▸ **Work to do**
Please show every line of the records below that contains the word "beam", treating uppercase and lowercase letters as different.

▸ **Data extract**

▽

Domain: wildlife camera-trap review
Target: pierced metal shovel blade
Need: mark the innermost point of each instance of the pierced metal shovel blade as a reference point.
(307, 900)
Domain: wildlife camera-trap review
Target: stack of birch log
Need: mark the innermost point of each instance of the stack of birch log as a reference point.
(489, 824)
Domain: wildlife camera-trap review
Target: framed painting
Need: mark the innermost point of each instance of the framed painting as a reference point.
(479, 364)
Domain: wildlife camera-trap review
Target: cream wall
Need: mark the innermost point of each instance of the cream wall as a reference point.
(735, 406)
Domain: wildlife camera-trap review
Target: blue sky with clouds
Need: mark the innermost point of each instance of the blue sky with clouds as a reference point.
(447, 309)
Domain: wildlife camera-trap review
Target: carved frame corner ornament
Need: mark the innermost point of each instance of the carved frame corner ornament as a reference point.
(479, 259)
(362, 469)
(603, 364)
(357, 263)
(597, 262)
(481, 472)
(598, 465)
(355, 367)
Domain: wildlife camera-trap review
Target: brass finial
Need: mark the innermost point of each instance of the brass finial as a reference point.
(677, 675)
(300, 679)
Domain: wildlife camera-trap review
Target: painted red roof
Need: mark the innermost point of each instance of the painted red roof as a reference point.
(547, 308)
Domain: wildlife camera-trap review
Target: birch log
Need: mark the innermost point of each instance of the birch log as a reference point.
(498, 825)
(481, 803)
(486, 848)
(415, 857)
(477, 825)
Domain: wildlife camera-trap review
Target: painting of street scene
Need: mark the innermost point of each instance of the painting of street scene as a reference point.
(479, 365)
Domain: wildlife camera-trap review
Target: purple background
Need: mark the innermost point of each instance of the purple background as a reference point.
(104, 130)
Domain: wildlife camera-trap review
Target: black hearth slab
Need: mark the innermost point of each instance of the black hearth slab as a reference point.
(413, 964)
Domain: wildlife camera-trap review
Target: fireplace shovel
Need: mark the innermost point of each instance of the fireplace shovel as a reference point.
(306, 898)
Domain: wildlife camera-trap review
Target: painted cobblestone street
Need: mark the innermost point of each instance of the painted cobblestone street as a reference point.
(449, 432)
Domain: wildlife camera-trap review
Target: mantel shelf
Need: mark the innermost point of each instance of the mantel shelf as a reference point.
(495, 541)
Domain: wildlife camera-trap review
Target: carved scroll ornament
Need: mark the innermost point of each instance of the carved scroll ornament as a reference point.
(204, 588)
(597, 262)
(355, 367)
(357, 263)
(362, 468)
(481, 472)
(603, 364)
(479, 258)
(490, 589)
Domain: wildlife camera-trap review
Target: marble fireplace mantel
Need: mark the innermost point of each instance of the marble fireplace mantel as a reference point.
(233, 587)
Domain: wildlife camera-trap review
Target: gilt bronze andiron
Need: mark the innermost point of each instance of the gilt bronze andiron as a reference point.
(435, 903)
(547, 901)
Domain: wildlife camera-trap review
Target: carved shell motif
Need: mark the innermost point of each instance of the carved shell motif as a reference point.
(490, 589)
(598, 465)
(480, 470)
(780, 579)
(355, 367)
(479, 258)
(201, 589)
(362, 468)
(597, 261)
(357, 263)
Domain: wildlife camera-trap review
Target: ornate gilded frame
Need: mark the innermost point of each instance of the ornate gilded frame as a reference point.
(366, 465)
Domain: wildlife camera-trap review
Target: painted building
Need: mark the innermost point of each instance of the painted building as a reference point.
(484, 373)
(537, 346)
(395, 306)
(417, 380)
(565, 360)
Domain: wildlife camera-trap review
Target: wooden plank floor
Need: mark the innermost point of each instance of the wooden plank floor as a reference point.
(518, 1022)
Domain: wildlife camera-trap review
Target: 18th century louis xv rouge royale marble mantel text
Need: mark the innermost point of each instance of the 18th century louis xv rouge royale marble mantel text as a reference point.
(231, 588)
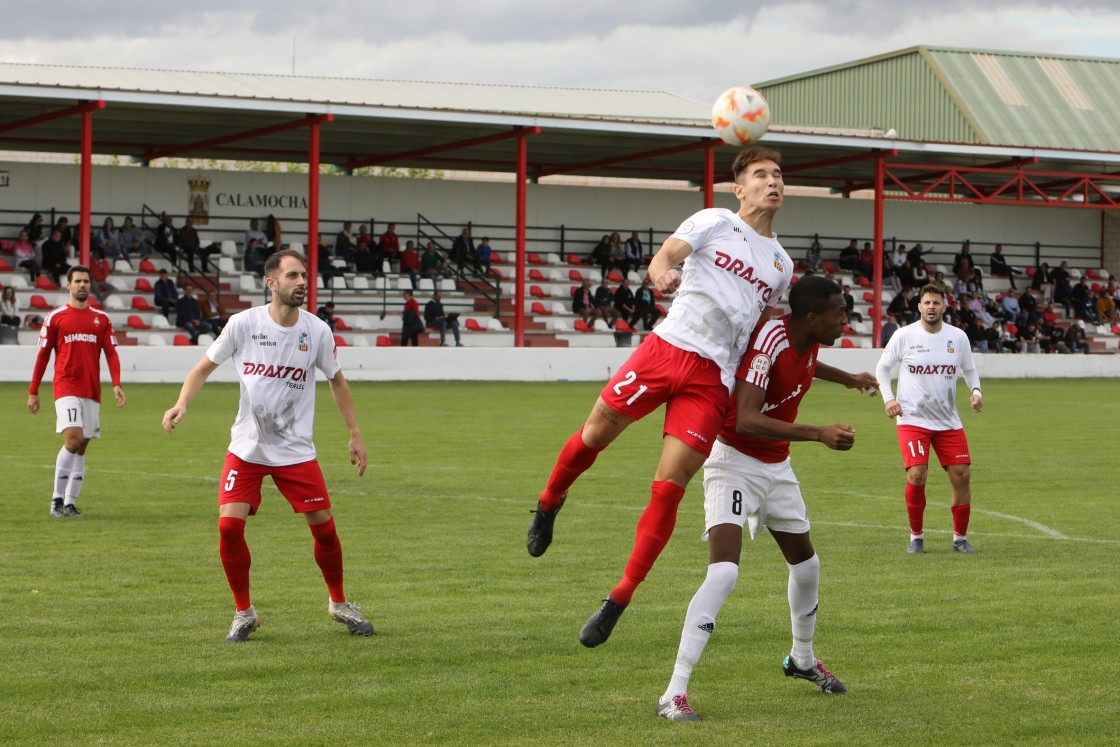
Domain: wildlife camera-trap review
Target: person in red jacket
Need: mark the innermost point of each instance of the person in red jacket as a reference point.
(77, 335)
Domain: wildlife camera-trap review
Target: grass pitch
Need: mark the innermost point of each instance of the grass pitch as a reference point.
(112, 625)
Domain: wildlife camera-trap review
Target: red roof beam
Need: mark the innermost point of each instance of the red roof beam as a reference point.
(151, 155)
(70, 111)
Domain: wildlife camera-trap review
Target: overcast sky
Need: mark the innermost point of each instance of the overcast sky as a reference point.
(690, 47)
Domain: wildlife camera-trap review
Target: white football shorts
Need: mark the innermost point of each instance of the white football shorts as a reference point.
(740, 489)
(78, 412)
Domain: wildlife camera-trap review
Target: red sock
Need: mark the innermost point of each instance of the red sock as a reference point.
(328, 554)
(654, 529)
(915, 506)
(961, 519)
(575, 459)
(235, 558)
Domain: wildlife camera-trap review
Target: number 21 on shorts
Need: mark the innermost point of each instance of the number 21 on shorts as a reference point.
(630, 379)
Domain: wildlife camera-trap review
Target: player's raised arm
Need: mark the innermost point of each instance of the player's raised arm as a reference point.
(190, 386)
(345, 402)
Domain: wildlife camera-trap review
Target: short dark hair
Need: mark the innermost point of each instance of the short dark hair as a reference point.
(811, 296)
(272, 263)
(932, 289)
(748, 156)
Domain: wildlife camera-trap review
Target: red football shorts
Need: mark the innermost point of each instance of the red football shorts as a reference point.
(951, 446)
(302, 484)
(688, 384)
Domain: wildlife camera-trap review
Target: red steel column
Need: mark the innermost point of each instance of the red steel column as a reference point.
(519, 296)
(313, 218)
(709, 174)
(877, 261)
(84, 188)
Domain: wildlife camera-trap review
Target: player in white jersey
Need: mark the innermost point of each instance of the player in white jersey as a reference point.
(931, 355)
(734, 270)
(276, 349)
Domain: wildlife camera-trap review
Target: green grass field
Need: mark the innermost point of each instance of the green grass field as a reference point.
(112, 625)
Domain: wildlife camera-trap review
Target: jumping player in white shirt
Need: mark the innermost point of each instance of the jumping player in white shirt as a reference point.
(276, 349)
(749, 481)
(734, 270)
(931, 355)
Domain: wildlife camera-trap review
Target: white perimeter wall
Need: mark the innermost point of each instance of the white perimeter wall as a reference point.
(121, 192)
(141, 364)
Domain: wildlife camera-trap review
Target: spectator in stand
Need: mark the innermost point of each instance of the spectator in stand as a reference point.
(582, 302)
(814, 261)
(189, 242)
(166, 293)
(999, 268)
(888, 329)
(34, 227)
(327, 314)
(463, 250)
(605, 302)
(212, 310)
(254, 232)
(9, 308)
(109, 241)
(432, 264)
(132, 239)
(410, 263)
(635, 254)
(436, 317)
(483, 254)
(345, 244)
(391, 245)
(54, 257)
(24, 252)
(624, 300)
(411, 324)
(1060, 279)
(188, 316)
(1075, 337)
(645, 306)
(167, 240)
(254, 259)
(100, 270)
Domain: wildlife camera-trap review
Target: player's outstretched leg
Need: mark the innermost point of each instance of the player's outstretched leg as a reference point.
(576, 457)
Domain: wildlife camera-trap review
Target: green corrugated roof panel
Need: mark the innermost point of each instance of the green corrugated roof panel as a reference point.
(961, 95)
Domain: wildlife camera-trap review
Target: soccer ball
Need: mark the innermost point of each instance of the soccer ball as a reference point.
(740, 115)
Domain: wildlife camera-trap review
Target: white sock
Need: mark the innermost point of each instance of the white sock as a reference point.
(700, 622)
(63, 463)
(804, 581)
(77, 476)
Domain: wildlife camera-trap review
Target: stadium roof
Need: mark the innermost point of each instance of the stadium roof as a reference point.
(148, 114)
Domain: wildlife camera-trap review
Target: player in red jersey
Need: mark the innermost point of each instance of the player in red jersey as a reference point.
(748, 479)
(734, 270)
(77, 335)
(277, 349)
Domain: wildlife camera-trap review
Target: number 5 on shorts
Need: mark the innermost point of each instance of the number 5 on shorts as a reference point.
(630, 379)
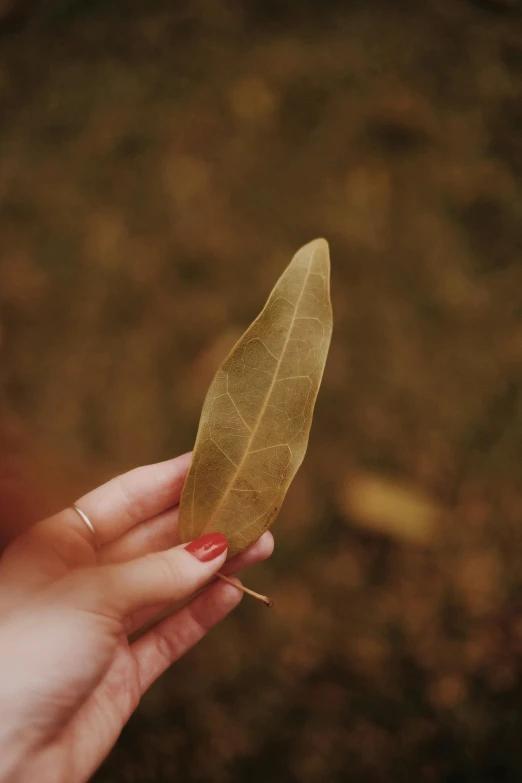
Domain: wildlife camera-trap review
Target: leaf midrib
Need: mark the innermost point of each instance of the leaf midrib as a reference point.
(253, 434)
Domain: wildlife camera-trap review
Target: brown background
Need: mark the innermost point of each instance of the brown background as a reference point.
(160, 163)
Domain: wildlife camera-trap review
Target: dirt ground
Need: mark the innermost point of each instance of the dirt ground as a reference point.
(160, 163)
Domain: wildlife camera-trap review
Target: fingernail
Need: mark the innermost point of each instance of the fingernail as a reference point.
(208, 547)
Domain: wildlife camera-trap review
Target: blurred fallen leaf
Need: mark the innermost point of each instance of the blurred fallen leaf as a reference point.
(378, 504)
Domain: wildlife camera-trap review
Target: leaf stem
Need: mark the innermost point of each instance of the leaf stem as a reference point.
(264, 598)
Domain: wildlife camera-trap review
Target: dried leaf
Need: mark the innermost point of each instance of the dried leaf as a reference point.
(256, 418)
(381, 505)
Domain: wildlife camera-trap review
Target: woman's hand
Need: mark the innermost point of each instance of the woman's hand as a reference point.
(69, 678)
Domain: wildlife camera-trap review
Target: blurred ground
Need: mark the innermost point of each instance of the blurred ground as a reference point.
(160, 163)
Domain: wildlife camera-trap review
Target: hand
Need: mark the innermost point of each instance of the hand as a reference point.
(69, 678)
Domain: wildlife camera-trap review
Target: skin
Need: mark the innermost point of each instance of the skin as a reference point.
(69, 677)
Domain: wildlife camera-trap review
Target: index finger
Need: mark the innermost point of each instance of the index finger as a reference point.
(134, 497)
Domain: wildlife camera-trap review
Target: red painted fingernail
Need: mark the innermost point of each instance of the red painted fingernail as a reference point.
(208, 547)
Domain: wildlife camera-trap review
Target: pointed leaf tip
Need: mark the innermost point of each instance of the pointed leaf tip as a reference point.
(257, 415)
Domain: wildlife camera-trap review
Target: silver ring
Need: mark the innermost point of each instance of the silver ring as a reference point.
(87, 521)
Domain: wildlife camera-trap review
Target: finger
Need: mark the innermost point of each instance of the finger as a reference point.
(123, 502)
(157, 649)
(161, 532)
(155, 535)
(154, 579)
(259, 551)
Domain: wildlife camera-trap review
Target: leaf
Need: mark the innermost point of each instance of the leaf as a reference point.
(256, 418)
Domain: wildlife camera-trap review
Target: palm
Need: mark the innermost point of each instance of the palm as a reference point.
(92, 677)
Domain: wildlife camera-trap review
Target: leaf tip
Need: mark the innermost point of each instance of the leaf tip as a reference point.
(317, 245)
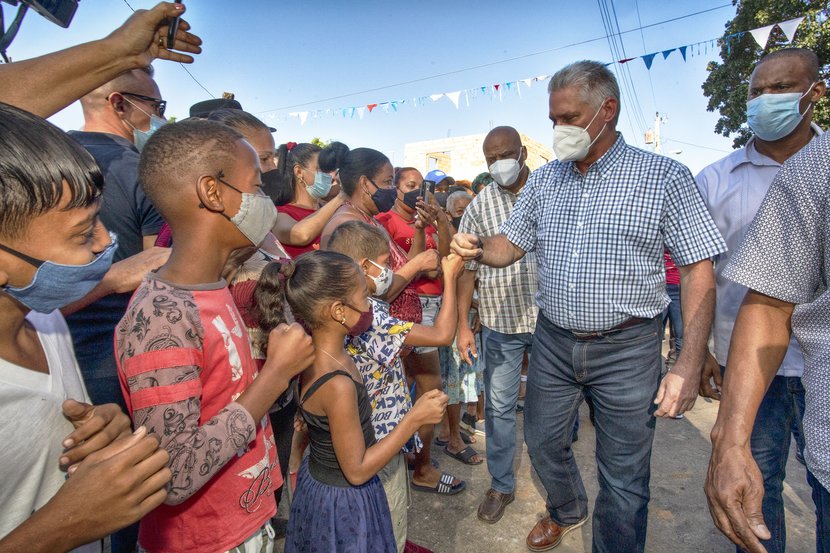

△

▸ **Result for this task**
Target: red roof beam
Need: mark the innermost point of each instance of the red roof beam as a reference point.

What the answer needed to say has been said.